-------- DATASET ENTRIES
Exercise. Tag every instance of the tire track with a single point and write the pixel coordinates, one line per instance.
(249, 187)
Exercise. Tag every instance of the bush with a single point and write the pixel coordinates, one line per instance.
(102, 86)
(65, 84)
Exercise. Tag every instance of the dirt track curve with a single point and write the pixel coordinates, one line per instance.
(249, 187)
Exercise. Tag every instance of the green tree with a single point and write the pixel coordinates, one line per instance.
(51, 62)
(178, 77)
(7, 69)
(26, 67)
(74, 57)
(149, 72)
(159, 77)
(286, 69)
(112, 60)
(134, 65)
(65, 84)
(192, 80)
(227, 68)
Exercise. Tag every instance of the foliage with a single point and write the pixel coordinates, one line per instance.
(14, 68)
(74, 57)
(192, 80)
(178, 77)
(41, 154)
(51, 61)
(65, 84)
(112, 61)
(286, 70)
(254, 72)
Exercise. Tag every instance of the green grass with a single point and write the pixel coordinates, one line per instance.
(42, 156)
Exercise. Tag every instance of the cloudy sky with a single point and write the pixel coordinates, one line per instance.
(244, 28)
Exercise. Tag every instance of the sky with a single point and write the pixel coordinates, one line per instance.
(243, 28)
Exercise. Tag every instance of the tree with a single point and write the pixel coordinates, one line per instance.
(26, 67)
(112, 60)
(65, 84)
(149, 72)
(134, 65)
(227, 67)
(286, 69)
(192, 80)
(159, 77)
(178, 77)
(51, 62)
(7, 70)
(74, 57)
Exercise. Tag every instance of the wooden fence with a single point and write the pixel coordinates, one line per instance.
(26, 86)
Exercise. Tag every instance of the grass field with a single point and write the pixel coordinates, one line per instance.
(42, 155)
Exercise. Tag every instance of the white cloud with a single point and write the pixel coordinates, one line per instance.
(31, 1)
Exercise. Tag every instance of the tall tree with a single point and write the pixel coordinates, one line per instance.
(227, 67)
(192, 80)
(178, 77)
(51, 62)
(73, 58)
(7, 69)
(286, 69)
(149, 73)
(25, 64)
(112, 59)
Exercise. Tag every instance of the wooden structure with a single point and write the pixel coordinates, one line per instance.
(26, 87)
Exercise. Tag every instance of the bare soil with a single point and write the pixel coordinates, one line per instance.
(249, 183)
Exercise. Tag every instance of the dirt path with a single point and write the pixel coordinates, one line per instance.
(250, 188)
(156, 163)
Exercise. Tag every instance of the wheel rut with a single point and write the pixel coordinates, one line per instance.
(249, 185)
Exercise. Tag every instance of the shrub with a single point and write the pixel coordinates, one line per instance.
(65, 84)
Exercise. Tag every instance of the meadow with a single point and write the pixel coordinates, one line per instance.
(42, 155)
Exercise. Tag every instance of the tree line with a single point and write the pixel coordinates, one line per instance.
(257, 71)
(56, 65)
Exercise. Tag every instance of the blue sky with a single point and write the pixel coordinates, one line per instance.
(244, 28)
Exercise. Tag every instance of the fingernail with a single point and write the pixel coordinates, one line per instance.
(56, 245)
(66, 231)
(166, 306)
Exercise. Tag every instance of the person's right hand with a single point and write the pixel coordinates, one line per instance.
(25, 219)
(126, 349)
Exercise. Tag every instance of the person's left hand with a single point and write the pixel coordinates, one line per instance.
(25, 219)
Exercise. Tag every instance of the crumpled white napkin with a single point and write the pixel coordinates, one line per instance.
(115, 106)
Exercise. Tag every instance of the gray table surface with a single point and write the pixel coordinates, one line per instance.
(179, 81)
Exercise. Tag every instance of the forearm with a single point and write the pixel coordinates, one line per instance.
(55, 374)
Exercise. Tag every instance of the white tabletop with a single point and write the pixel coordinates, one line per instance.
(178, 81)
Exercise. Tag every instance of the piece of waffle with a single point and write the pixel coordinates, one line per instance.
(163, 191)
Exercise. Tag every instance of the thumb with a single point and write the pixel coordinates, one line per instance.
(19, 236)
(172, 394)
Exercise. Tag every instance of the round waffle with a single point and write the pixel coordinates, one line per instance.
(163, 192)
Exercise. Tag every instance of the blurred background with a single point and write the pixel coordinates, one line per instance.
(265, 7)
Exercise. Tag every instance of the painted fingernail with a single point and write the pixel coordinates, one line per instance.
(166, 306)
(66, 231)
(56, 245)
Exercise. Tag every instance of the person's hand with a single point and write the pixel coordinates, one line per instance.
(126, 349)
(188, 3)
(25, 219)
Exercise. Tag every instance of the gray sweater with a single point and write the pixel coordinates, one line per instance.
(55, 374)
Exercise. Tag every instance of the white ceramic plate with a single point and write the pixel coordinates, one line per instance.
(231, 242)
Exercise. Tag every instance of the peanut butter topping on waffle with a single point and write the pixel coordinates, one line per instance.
----------------
* **REQUIRED ACTION**:
Every line above should be duplicated exactly as it stands.

* **TASK RESULT**:
Exercise. Tag every instance of the tire track with a single point and write the pixel coordinates, one line per instance.
(249, 187)
Exercise. Tag every instance of the bush with a single point and write the pixel coordinates, one line per instance.
(102, 86)
(65, 84)
Exercise. Tag every instance of the dirt track curve with a single point and write the pixel coordinates, one line per instance.
(249, 187)
Exercise. Tag every instance of the green tree with a single point and write the pixel coordinates, one line per instance.
(51, 62)
(178, 77)
(7, 69)
(26, 67)
(74, 57)
(149, 72)
(159, 77)
(286, 69)
(112, 60)
(134, 65)
(65, 84)
(192, 80)
(227, 68)
Exercise. Tag every instance of the foliage with a single point and write the pixel coordinates, one line per instance.
(14, 68)
(74, 57)
(192, 80)
(178, 77)
(41, 154)
(51, 61)
(65, 84)
(112, 61)
(286, 70)
(254, 72)
Exercise. Tag every instance of the green grass with a single point and write the pixel coordinates, one line per instance.
(42, 156)
Exercise. Tag every instance of the cloudy sky with a single point and write the pixel coordinates, one line per instance.
(244, 28)
Exercise. Tag every instance of the sky with a single point and write the pixel coordinates, one line per instance.
(243, 28)
Exercise. Tag every instance of the tree with a single point and write the pixel coordinates, one line per instance.
(26, 67)
(112, 60)
(65, 84)
(149, 72)
(134, 65)
(227, 67)
(286, 69)
(192, 80)
(159, 77)
(178, 77)
(51, 62)
(7, 70)
(74, 57)
Exercise. Tag every instance of the wooden fence with a single point and write the pixel coordinates, one line per instance.
(26, 86)
Exercise. Tag every instance of the grass field with a single point and write the pixel coordinates, one line per instance.
(42, 155)
Exercise. Tag every instance of the white cloud with a single point and write the pixel coordinates, one line per instance.
(31, 1)
Exercise. Tag every instance of the tall tree with a single point and write the pixel coordinates, one line per instance.
(227, 67)
(192, 80)
(178, 77)
(51, 62)
(73, 58)
(7, 69)
(286, 69)
(149, 73)
(25, 64)
(112, 59)
Exercise. Tag every instance of the wooden structure with a single point and write the pixel coordinates, one line per instance.
(26, 87)
Exercise. Tag every instance of the bare soil with a single point and write the pixel coordinates, one line per instance.
(249, 183)
Exercise. Tag every instance of the dirt path with a single point and write the pixel coordinates, one line per instance.
(250, 188)
(156, 163)
Exercise. Tag every instance of the wheel rut with a single point and write the pixel coordinates, one line per instance.
(249, 185)
Exercise. Tag every instance of the shrub with a single point and write the pixel coordinates, one line per instance.
(65, 84)
Exercise. Tag every instance of the meadow with a single point and write the pixel coordinates, one line per instance.
(42, 155)
Exercise. Tag every instance of the tree line with a single point and write the pixel coordinates, one line per instance.
(257, 71)
(56, 65)
Exercise. Tag every instance of the blue sky with a single point and write the pixel coordinates, one line per instance.
(244, 28)
Exercise. Tag every instance of the fingernail with a single point and write the pixel coordinates, one line per instance.
(56, 245)
(66, 231)
(166, 306)
Exercise. Tag every instance of the person's right hand with a single point and write the pixel coordinates, one line per instance.
(25, 219)
(126, 349)
Exercise. Tag every instance of the person's left hand with a single point and write the pixel coordinates, one line per instance.
(25, 219)
Exercise. Tag every instance of the crumpled white napkin with a single point and write the pixel coordinates, one line per instance.
(115, 106)
Exercise. Tag every instance of the gray table surface with a single point and write the pixel coordinates, one line per instance.
(179, 81)
Exercise. Tag every instance of the forearm with a single point and write the pixel coordinates, one line per instance.
(55, 374)
Exercise. Tag every instance of the white tabletop with a single point and write the pixel coordinates, one line per instance.
(178, 81)
Exercise. Tag every instance of the piece of waffle with a single point and write the pixel coordinates, one line per instance.
(163, 191)
Exercise. Tag every instance of the thumb with a single point and write the pixel coordinates, one line per instance.
(19, 236)
(172, 394)
Exercise. Tag every instance of the round waffle with a single point and write the pixel coordinates, one line per instance.
(163, 192)
Exercise. Tag every instance of the blurred background with a single point and write the pixel coordinates, one line per instance.
(265, 7)
Exercise. Tag every instance of the painted fingernail with a single point and write the pixel coordinates, one line per instance.
(166, 306)
(66, 231)
(56, 245)
Exercise. Tag every instance of the person's hand with a single point and write the pixel coordinates, one line per instance.
(126, 349)
(188, 3)
(25, 219)
Exercise. Tag every instance of the gray sweater with a single point and write the pixel coordinates, one line per instance.
(55, 374)
Exercise. Tag every instance of the white ceramic plate with a single point and write the pixel coordinates, one line per instance.
(231, 242)
Exercise. Tag every instance of the peanut butter topping on waffle with a single point and write the pixel coordinates, one line per instance.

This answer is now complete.